[What you should do]: From the entries, filter out every line that lacks "building" and copy the rest.

[Listed entries]:
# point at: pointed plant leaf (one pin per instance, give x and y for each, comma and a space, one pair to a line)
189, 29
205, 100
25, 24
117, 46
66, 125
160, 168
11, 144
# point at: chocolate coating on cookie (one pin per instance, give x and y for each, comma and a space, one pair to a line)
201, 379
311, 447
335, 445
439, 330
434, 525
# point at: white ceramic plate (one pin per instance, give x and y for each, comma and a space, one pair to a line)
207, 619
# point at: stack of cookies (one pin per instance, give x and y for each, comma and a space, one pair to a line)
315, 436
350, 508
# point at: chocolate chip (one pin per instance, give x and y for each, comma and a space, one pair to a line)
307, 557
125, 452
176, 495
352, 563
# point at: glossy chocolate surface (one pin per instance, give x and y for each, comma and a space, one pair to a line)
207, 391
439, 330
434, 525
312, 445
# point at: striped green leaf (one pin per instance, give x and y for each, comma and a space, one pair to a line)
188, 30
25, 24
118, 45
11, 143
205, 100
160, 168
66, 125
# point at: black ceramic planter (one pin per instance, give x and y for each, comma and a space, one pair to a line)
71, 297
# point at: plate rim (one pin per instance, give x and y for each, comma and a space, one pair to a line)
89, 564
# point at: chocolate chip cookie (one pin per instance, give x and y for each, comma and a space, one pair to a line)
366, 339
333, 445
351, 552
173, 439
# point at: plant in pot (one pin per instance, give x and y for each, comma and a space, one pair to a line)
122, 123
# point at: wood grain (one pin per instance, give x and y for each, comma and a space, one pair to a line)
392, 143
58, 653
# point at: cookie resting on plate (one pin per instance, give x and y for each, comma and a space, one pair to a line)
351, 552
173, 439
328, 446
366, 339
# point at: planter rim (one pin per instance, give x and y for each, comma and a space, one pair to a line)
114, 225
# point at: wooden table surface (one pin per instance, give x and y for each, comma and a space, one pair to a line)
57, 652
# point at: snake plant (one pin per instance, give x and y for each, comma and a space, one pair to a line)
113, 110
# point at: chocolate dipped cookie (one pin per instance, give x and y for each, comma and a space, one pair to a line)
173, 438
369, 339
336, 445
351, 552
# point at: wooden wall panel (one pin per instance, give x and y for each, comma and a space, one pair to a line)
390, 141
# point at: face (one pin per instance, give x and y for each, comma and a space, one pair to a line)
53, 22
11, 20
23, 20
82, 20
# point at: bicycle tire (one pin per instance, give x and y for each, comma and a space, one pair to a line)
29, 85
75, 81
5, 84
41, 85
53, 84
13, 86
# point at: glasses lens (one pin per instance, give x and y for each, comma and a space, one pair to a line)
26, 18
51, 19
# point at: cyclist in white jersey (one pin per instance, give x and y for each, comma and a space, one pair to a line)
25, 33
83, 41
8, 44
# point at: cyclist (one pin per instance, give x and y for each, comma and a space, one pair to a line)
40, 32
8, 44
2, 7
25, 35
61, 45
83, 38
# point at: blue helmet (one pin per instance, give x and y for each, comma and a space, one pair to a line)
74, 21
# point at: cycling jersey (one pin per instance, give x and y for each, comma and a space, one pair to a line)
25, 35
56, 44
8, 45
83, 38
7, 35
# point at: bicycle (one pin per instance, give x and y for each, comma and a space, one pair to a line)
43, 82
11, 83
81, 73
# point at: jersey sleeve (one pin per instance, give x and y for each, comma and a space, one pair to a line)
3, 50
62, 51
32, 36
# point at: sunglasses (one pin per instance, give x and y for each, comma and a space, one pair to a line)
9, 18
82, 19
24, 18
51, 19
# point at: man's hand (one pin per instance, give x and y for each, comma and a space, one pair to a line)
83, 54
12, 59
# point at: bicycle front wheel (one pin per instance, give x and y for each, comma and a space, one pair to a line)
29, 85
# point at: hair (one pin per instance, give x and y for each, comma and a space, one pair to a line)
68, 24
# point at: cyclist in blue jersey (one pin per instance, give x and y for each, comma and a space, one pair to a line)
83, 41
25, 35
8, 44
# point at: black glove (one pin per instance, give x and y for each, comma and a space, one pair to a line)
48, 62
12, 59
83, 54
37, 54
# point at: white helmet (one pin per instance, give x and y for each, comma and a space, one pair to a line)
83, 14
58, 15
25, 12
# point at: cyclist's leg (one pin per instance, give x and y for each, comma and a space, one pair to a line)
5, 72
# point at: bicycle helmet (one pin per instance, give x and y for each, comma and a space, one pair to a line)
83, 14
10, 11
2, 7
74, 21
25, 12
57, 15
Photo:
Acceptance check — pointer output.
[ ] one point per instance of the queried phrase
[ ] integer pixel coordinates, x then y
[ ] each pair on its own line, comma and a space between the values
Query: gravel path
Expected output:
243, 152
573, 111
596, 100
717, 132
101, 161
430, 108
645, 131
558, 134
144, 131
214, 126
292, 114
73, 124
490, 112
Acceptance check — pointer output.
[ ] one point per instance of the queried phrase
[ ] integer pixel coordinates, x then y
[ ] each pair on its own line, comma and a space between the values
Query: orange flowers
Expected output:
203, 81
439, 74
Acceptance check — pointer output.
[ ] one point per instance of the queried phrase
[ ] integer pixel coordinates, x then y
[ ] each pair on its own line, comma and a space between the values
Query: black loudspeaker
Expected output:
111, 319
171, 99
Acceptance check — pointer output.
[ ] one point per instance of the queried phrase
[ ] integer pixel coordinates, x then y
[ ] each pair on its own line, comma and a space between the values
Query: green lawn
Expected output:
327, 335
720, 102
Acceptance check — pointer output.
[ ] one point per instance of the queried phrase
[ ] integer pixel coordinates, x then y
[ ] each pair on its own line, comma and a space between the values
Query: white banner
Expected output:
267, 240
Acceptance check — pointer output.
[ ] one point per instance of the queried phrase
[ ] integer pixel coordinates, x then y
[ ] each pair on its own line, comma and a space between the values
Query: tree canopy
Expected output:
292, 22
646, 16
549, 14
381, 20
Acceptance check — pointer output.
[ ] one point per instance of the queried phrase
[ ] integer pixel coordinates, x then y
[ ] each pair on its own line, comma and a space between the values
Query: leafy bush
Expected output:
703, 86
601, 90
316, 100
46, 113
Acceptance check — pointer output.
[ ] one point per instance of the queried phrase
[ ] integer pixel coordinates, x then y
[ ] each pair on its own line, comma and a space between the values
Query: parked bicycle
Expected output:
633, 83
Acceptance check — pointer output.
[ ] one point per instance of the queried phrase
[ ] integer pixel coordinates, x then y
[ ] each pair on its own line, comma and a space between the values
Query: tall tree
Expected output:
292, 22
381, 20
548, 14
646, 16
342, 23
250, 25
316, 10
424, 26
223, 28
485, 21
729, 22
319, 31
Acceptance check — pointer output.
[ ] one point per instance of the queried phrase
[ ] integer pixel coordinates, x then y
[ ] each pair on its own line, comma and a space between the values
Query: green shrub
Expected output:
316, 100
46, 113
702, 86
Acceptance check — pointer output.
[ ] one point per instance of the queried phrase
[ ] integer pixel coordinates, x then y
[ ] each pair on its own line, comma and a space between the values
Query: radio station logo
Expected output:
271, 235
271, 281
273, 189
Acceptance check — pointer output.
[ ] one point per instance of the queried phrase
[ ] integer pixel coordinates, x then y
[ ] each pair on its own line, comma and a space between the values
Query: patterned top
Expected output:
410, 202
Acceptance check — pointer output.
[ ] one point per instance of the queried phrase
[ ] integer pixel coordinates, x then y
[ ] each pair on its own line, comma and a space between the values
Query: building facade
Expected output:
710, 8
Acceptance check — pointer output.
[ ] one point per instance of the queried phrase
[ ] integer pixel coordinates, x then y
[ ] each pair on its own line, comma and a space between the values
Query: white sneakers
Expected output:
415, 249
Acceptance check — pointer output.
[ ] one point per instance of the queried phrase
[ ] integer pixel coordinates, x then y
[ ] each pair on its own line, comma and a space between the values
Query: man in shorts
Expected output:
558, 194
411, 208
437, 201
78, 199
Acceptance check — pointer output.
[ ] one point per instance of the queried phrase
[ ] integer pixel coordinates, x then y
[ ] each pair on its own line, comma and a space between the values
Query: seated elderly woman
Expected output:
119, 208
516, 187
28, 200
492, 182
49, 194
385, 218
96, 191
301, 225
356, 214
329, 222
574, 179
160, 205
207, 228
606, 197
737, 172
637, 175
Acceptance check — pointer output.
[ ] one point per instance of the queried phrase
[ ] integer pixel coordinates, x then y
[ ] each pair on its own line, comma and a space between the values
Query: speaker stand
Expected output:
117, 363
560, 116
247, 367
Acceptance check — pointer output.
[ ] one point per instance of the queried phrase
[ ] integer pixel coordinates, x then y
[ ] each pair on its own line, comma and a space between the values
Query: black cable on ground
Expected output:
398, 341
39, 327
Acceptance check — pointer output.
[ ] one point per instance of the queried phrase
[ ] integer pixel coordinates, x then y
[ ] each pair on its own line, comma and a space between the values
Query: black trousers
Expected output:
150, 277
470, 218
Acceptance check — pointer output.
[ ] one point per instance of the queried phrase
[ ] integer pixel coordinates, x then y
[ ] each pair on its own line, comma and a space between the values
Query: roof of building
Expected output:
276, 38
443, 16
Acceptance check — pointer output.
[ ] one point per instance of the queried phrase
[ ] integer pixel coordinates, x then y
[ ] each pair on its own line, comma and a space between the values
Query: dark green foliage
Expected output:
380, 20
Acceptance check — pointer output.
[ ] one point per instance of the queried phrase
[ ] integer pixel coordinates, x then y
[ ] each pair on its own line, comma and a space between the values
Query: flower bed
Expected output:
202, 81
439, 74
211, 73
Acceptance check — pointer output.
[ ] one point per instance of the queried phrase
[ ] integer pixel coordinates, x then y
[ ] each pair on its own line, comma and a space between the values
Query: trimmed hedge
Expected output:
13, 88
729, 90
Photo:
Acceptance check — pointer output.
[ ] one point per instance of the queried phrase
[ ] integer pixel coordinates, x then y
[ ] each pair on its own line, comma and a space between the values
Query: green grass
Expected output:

[Response]:
Query: building facade
Query: roof of building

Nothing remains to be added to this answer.